_WORK TO COMPLETE_. Your answer is the lines from the one that has "Query: concrete walkway" through the last line of the records below, retyped exactly and alone.

_WORKING DATA_.

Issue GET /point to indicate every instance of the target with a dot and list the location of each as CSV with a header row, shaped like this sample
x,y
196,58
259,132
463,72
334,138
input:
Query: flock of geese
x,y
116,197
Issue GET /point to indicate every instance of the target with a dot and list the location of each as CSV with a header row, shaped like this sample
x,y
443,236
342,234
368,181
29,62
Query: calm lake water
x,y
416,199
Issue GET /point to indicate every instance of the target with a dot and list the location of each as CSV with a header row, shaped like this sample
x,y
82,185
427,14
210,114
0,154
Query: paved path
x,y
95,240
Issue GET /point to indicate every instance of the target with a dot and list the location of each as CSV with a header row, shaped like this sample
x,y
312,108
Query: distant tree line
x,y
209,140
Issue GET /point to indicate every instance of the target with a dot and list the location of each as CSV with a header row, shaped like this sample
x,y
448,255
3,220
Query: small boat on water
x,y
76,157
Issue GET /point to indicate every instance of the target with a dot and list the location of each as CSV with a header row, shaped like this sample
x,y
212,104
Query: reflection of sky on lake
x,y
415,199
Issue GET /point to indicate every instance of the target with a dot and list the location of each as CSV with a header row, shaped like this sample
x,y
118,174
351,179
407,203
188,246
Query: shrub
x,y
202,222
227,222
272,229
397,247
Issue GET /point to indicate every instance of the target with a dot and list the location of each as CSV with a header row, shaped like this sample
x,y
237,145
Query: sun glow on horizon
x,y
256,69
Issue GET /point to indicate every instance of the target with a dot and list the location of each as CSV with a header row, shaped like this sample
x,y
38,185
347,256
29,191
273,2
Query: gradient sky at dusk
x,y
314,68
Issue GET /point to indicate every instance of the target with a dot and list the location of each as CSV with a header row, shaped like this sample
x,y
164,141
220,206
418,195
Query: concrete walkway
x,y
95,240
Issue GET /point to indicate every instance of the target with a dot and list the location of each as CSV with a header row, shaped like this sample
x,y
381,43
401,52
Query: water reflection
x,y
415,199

_COMPLETED TASK_.
Query: concrete walkway
x,y
95,240
Issue GET /point to indicate every instance of the target with a dot and list the location of each as CSV with a header row, shaped like this sample
x,y
381,43
401,52
Query: water reflection
x,y
415,199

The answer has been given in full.